▶ [EJERCICIOS]:
• a. En el relato sobre el cáncer de estómago, ¿cuántos kilos pesaba el paciente un año después de las quimioterapias?
• b. Copia del relato sobre el cáncer de estómago el fragmento que va desde "La única alternativa" hasta "sobrevivencia del paciente.", ambos incluidos.
• c. Prosigue el relato sobre el cáncer de estómago a partir de su última oración.

▶ [TEXTO PROPORCIONADO]:
========================================================================
Entonces tenía treinta y siete años. Nunca había fumado, comía regularmente bien y corría medios maratones; pesaba 68 kilos. No sabía aún que en su interior germinaba un cáncer que en cuestión de semanas ocuparía el 80 por ciento del espacio de su estómago. La campaña de acoso y derribo comenzó en sus vísceras.
La única alternativa que encontraron los médicos fue extirparle completo el estómago, arrancar de tajo la malayerba, lo que se realizó en dos cirugías, una de trece horas y otra, un día después, de seis horas. Estas operaciones no garantizaban la sobrevivencia del paciente.
Era un volado. Aún así, despertó de las cirugías, ya con el esófago conectado directamente con los intestinos; el estómago infestado de muerte yació en un recipiente de metal. La batalla contra el cáncer continuó con ocho cañonazos del veneno de las quimioterapias durante seis meses. Un año después, pesaba ya sólo 48 kilos.
El cáncer no sólo le restó órganos y peso: también le quitó la sensibilidad en manos y pies, las temidas neuropatías. En el diario de su enfermedad, recuerda que, sin la sensibilidad, le costaba mucho escribir, tanto en computadora como a mano.
”Tengo que ver tecla por tecla lo que aparece en la pantalla, y estoy practicando con libros escolares de primaria para que mi nombre sea legible; me esfuerzo en una reunión de trabajo para poder escribir algunas notas que después pueda entender”.
“… veo fijamente el vaso o la taza para poder agarrarla con suficiente fuerza, sostenerla y llevarla de la mesa a mi boca, me despierto más temprano para preparar mi vestimenta, abrochar mi camisa, cerrar el botón del pantalón y abrocharme los zapatos. Todos estos movimientos ordinarios para cualquier persona requieren precisión fina y una enorme cantidad de pruebas para mí”.
¿Cuánto tiempo más podrá vivir? No lo saben ni él ni los médicos; sólo Dios, dice con su testimonio, que no se limita a la bitácora de su dolor. Sus intervenciones son un ejemplo de espiritualidad y de congruencia, que muestran que incluso en los momentos más oscuros de la noche está la esperanza del amanecer.
========================================================================
▶ [DATOS PROPORCIONADOS]:
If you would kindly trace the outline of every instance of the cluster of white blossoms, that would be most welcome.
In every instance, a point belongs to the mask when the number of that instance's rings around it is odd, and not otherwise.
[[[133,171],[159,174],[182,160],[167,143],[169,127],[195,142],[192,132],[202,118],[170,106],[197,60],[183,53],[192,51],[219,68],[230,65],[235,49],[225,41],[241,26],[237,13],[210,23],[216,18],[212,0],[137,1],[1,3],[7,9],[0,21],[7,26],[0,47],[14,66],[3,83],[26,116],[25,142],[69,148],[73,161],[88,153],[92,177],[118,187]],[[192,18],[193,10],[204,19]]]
========================================================================
▶ [RESPUESTAS]:
• a. 48 kilos.

• b.
La única alternativa que encontraron los médicos fue extirparle completo el estómago, arrancar de tajo la malayerba, lo que se realizó en dos cirugías, una de trece horas y otra, un día después, de seis horas. Estas operaciones no garantizaban la sobrevivencia del paciente.

• c.
El salvaje dolor se domó con la sonrisa de sus hijos, en los abrazos que su esposa le daba a su cuerpo sin fuerzas, en las manos de sus padres que le daban la bendición, en el tiempo dedicado a sus hermanos y a sus familias, en el peregrinar por consultorios, en los mensajes de sus amigos.
”Dios nunca me soltó, me acompañó a través de todas las personas que están a mi alrededor y se hicieron presentes de una u otra manera este año, como los buenos samaritanos, ahí estuvieron pendientes del caído, del encuentro del sano con el enfermo, del que necesitaba una mano que lo levantara y siempre la encontró”.
El hombre sin estómago y sin sensibilidad redactó una iniciativa de ley surgida del alma y las vísceras para brindar un apoyo económico a las familias de pacientes con cáncer, la cual fue aprobada en el Senado. ”Quise materializar la lucha personal por un producto legislativo que pueda ser al servicio del bien común”, dijo entonces. Para presentar la iniciativa, un senador solicitó licencia para que su suplente, Juan Pablo Adame Lara, el protagonista de esta historia, lo hiciera. Le bastó un día para hacerlo, y convertir el dolor en esperanza.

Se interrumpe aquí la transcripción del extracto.